#### REQUIRED ACTION
From the entries that follow, gather each line holding the word "this".

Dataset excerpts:
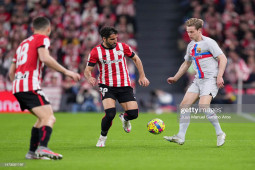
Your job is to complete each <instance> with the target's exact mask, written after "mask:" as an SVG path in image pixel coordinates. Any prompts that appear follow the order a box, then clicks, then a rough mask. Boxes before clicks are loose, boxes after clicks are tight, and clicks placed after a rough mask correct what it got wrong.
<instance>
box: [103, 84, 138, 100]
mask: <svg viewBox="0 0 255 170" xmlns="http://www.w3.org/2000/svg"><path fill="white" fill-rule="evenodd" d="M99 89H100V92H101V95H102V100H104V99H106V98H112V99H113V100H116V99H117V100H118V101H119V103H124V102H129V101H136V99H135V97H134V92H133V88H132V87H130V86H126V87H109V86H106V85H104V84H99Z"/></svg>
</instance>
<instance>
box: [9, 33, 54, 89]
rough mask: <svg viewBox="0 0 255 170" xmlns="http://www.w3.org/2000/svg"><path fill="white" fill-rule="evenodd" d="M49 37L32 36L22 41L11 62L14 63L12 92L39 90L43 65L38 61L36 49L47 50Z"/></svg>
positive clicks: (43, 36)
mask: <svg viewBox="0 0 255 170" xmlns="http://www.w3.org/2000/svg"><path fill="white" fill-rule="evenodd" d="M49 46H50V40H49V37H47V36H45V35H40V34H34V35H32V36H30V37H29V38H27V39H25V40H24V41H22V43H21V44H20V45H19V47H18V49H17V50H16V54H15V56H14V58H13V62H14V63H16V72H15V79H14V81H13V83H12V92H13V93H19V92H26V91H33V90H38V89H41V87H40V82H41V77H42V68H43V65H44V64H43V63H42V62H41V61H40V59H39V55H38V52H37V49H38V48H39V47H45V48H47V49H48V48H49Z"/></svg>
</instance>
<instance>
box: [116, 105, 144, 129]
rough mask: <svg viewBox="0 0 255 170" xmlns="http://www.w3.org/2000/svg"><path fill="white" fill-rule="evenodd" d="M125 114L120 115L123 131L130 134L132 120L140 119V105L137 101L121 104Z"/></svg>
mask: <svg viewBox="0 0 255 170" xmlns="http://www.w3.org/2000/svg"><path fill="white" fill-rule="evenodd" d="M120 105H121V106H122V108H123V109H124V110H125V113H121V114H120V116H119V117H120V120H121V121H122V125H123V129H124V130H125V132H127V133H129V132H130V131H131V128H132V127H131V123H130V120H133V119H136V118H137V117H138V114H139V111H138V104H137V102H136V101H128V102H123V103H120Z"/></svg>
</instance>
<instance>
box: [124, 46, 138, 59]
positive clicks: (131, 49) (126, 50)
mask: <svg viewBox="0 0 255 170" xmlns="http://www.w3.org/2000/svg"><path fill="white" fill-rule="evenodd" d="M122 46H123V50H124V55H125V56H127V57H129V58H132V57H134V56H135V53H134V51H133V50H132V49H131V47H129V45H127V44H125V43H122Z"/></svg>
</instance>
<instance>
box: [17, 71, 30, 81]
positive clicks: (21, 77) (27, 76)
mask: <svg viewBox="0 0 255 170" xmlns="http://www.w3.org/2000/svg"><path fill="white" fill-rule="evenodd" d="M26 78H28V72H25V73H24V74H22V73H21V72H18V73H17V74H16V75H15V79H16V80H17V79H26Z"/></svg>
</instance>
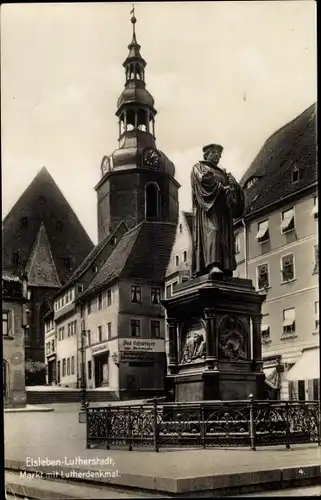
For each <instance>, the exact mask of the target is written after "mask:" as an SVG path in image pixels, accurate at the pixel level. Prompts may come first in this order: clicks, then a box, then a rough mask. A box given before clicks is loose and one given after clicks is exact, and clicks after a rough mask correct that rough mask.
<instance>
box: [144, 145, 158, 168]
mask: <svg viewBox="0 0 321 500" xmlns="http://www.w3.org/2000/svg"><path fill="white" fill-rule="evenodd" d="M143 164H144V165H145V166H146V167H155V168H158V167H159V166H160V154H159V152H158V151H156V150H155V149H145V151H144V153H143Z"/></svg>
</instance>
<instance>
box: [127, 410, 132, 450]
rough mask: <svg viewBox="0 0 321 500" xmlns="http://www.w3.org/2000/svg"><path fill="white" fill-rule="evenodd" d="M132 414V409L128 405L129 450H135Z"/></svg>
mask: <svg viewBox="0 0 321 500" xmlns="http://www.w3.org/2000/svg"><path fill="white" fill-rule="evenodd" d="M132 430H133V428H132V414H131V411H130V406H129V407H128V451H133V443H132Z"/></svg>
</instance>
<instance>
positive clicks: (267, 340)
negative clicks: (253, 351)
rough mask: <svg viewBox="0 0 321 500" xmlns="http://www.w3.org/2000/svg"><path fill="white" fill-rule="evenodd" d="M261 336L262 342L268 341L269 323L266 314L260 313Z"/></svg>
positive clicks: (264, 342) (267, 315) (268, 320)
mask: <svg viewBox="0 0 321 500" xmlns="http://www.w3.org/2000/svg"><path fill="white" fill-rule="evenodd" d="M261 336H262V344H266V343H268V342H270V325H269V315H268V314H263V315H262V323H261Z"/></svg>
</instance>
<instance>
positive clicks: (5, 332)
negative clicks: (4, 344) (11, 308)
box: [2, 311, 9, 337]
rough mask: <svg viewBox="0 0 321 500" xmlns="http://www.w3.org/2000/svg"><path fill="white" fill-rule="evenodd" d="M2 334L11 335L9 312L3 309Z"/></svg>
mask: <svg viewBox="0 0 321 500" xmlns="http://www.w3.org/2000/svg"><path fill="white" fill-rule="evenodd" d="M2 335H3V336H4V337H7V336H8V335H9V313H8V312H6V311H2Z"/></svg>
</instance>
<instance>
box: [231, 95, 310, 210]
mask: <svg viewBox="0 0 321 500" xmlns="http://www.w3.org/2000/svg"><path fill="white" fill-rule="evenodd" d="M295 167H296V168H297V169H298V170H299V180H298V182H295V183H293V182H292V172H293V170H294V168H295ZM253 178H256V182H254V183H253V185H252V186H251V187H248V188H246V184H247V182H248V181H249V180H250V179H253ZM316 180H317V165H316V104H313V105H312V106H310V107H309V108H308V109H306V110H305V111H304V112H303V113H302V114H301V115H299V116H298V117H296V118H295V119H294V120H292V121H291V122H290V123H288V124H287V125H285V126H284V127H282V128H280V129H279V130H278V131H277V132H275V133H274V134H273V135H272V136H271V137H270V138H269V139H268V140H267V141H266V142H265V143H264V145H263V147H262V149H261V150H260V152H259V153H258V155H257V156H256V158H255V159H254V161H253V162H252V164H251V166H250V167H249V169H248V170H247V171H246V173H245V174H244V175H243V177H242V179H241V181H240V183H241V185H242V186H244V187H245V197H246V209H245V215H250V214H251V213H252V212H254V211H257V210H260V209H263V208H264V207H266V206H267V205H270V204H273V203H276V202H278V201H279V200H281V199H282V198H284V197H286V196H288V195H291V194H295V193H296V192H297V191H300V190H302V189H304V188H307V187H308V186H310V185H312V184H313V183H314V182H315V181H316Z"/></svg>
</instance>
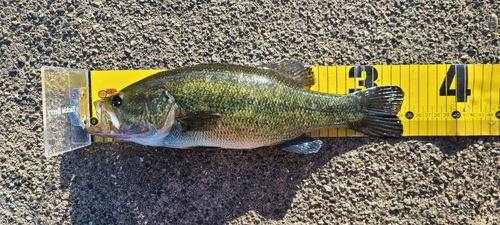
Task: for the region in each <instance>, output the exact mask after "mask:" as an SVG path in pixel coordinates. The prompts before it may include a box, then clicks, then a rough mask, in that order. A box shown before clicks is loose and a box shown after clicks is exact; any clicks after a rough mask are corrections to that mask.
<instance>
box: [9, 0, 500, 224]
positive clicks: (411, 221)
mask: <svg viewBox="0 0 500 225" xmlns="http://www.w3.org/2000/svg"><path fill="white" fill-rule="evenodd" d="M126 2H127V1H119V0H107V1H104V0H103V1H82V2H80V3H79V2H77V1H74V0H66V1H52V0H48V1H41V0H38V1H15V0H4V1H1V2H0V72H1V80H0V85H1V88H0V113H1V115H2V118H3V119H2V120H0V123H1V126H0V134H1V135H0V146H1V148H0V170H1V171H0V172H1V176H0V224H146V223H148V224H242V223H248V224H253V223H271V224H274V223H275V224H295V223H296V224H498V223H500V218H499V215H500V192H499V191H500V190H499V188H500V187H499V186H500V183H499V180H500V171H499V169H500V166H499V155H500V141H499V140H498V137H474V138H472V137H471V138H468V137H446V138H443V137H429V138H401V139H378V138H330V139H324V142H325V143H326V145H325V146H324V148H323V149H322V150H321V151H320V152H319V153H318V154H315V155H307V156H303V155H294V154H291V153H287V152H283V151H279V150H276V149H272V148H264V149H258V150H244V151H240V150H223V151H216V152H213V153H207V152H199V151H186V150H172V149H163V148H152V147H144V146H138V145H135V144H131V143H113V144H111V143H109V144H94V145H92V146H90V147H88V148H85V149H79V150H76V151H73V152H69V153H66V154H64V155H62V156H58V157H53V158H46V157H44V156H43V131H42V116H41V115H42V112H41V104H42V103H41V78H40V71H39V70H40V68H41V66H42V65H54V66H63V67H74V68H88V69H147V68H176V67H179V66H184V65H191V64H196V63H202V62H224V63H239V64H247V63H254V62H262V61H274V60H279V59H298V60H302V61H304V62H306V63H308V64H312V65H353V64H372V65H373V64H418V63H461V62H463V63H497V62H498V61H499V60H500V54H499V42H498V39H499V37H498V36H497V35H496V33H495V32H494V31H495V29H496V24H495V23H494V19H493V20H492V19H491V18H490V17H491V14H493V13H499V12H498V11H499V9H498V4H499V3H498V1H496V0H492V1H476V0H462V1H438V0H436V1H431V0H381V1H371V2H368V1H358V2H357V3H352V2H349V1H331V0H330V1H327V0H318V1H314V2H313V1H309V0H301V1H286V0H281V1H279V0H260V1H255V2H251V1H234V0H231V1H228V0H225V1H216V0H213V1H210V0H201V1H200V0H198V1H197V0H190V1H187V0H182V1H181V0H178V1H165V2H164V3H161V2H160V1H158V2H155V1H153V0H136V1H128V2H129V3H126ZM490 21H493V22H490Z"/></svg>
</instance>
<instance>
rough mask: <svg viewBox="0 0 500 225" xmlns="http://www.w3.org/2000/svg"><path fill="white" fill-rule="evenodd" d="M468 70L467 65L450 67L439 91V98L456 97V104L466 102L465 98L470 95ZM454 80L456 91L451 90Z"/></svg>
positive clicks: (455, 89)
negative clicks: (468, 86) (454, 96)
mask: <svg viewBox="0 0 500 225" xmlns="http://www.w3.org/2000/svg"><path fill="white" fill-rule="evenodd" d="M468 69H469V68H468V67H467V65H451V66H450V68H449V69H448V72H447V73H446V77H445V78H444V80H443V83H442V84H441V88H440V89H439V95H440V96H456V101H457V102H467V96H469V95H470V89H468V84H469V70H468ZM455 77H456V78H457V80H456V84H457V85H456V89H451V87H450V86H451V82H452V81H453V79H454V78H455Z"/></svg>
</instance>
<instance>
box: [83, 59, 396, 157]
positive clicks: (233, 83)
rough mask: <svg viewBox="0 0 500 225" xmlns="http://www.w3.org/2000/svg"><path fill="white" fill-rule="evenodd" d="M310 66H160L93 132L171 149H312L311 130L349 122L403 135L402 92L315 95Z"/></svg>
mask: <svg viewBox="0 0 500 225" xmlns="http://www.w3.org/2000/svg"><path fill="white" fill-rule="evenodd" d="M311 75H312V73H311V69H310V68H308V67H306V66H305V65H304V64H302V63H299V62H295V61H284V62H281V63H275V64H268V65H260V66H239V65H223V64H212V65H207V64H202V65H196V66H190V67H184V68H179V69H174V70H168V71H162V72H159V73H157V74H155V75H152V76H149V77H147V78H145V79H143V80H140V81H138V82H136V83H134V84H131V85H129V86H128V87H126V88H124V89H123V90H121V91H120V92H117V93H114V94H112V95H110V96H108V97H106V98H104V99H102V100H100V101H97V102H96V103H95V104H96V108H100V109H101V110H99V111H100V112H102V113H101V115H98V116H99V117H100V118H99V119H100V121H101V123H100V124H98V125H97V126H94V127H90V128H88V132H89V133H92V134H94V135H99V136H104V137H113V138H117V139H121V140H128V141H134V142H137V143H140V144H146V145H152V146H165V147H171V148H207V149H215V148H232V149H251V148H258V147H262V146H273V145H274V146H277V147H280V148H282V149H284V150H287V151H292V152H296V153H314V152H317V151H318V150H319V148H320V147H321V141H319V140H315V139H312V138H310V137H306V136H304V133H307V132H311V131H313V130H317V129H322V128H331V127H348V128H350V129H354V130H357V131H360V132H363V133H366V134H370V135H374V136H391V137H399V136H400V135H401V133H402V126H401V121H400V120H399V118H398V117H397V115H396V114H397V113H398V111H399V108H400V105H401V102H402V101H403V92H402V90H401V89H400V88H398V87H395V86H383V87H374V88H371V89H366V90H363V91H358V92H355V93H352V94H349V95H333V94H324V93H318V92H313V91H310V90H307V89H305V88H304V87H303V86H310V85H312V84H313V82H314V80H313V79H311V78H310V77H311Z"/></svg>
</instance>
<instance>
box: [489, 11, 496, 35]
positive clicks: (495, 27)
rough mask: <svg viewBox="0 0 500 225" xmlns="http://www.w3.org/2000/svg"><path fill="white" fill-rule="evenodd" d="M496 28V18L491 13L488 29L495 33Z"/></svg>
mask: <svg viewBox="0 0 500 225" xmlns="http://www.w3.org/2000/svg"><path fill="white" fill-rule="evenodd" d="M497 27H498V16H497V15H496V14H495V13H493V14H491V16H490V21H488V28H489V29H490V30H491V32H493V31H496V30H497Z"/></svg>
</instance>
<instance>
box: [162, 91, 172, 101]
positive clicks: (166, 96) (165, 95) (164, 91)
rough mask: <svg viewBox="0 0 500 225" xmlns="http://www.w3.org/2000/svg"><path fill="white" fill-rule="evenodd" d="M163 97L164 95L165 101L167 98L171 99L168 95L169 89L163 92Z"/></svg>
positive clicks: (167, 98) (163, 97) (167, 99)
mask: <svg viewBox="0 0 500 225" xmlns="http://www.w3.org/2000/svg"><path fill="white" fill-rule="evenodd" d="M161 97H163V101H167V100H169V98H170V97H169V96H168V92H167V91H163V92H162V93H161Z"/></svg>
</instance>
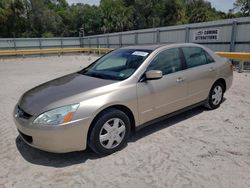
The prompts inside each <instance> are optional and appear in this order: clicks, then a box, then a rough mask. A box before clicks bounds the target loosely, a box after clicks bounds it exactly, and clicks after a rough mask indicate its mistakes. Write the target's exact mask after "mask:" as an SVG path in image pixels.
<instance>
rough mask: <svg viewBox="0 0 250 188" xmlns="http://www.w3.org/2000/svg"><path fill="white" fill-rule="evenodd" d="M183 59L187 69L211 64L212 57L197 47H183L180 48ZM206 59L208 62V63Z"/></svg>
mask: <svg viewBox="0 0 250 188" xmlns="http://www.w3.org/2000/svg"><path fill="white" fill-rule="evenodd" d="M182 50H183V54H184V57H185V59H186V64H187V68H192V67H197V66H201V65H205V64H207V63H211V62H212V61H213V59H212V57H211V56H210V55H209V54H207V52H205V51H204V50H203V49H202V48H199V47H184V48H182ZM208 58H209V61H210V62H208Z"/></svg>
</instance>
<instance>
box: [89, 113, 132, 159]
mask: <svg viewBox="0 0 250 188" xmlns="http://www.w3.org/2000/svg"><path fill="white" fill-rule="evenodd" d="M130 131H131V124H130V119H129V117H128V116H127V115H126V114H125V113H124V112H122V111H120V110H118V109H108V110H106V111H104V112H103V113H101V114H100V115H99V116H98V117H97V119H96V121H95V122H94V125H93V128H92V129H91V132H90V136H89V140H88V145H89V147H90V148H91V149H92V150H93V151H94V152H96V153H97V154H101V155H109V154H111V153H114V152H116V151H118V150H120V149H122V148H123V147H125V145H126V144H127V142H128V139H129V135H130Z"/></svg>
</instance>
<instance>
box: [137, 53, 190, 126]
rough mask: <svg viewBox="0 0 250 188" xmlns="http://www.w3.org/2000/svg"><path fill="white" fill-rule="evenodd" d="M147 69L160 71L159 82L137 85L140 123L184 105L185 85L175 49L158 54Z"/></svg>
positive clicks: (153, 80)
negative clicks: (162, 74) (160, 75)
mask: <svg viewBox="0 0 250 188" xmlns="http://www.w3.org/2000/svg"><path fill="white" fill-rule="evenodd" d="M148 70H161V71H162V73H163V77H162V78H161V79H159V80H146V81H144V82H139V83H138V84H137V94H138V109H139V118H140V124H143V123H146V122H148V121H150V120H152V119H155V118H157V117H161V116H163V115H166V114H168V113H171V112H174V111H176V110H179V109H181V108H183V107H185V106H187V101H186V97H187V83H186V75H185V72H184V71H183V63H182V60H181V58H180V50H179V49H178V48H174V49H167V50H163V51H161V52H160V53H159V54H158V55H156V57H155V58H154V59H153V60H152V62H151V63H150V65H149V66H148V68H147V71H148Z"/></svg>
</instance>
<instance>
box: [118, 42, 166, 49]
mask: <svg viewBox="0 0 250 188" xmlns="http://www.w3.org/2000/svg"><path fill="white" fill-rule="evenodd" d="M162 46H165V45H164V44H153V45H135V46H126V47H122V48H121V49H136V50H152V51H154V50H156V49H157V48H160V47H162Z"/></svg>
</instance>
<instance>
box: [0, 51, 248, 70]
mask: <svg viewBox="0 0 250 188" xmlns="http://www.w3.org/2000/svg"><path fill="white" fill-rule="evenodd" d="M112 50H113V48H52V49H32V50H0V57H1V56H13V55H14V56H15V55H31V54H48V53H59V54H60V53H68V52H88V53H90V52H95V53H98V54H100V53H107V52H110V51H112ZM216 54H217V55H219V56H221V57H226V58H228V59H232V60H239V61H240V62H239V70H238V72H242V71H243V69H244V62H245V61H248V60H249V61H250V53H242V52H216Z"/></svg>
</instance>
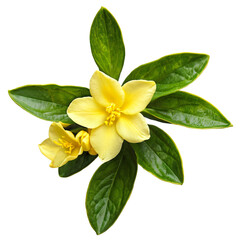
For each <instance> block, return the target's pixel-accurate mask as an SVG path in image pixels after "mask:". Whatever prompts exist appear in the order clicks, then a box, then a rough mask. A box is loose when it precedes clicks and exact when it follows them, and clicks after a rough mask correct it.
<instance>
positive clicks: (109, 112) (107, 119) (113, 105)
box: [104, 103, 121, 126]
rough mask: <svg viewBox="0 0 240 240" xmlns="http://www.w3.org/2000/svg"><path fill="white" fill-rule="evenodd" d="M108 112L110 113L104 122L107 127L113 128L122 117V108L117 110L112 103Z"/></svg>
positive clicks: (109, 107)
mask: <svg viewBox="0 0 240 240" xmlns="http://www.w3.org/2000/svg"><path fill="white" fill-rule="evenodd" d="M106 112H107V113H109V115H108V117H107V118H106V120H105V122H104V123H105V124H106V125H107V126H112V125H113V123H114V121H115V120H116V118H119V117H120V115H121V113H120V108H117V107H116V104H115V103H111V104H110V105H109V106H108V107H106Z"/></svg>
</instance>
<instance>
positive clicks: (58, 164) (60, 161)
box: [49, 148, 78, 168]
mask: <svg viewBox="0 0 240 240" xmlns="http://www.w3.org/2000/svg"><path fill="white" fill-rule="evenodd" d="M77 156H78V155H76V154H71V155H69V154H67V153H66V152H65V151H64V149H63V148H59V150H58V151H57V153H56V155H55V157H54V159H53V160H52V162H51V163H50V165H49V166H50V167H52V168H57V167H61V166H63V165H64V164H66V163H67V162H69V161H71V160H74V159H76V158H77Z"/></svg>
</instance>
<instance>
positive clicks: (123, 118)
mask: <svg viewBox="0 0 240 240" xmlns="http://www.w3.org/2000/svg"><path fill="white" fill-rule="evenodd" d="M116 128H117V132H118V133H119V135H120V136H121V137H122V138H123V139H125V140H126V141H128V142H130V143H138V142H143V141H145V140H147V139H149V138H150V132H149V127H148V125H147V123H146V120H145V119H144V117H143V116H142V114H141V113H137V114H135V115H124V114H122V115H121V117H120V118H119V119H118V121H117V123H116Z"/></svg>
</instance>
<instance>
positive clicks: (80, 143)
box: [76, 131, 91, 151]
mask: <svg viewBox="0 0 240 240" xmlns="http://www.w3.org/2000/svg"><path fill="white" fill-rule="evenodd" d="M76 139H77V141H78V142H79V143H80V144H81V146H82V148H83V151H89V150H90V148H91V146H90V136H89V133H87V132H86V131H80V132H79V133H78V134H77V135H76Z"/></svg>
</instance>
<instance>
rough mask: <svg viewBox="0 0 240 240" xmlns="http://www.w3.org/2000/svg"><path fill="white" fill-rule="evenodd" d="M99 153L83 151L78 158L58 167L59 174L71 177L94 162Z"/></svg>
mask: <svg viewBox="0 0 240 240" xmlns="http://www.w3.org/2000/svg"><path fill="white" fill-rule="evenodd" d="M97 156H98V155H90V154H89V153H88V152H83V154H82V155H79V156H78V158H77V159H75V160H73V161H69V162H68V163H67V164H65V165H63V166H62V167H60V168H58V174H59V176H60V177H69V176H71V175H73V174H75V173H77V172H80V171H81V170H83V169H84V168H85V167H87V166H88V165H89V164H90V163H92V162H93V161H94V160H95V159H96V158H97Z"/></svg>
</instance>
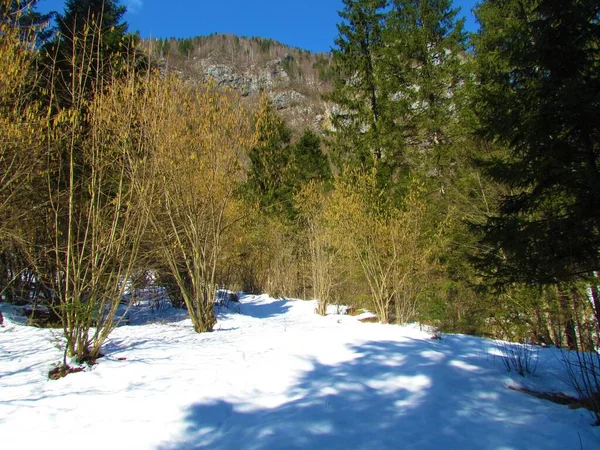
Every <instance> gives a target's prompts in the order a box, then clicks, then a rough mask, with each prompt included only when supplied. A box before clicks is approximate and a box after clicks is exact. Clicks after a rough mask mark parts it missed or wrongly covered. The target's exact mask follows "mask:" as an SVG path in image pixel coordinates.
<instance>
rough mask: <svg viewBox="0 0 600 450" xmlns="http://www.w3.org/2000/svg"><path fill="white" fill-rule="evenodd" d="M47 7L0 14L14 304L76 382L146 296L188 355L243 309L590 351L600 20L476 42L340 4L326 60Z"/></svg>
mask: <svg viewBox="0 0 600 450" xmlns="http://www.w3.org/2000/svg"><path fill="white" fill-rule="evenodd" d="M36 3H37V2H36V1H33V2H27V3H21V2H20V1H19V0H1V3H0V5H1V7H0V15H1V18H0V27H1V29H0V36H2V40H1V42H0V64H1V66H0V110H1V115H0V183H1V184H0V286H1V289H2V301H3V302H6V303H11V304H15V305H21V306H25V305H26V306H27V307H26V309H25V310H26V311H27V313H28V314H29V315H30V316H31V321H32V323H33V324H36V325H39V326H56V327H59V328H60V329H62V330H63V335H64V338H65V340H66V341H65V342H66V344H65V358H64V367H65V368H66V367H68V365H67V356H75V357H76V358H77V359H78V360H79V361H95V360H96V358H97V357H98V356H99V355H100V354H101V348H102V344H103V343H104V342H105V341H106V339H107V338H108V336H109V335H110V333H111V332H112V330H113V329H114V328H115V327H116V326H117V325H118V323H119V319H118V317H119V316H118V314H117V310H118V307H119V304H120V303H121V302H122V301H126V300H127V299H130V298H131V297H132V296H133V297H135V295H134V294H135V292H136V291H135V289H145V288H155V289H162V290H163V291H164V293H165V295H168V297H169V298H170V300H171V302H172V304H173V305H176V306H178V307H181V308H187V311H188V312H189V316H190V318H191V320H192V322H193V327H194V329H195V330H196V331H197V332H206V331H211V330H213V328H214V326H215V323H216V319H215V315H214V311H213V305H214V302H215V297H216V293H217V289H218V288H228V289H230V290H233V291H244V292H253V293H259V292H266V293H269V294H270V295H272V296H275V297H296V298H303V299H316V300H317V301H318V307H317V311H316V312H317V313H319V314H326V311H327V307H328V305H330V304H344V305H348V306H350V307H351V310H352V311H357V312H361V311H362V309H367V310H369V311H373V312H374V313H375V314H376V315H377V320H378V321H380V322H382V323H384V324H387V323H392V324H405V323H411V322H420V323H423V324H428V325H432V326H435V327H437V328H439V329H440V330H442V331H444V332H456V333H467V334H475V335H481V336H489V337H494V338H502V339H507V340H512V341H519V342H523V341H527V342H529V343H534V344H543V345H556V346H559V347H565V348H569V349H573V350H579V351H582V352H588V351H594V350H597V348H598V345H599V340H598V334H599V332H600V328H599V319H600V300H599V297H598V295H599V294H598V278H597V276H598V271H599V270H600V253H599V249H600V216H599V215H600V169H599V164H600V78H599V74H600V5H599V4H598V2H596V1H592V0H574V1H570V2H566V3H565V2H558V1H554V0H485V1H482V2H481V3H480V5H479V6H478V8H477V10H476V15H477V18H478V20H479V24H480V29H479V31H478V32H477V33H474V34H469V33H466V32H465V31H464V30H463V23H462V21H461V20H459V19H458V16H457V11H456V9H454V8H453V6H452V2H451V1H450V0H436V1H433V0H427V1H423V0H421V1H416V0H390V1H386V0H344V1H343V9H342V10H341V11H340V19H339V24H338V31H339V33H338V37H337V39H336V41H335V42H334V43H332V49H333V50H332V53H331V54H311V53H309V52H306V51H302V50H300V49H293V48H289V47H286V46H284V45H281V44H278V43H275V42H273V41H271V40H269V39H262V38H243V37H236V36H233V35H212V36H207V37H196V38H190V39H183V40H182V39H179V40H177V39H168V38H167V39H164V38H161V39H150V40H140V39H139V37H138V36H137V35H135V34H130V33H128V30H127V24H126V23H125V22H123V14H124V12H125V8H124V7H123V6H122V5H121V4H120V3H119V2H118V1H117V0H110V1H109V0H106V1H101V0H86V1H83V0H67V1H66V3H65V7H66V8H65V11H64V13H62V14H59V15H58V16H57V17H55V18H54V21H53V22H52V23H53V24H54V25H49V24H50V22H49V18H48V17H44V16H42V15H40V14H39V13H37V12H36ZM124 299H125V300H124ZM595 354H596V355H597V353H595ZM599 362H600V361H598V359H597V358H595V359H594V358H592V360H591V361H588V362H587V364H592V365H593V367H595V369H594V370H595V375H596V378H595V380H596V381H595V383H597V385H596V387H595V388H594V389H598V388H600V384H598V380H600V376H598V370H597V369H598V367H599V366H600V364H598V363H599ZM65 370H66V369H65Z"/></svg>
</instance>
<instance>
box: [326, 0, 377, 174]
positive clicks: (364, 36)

#### WRITTEN SOLUTION
For each <instance>, the exact mask of the target is written after "mask:" as an SVG path in image pixels, accurate at the pixel level. Prompts may come first in this order: clicks, then a box, then a rough mask. A box given before clicks is loose and one given after clicks is exact, and clicks after a rough mask correct that rough mask.
The prompts inside each <instance> are optional and appear in this order: clicks, then a box, then a rough mask. A box before clicks bounds the target loosely, a box after clicks bounds it exactly, and clicks after a rough mask indicate its mistakes. Write the target's exact mask after "mask:" as an SVG path in image pixels.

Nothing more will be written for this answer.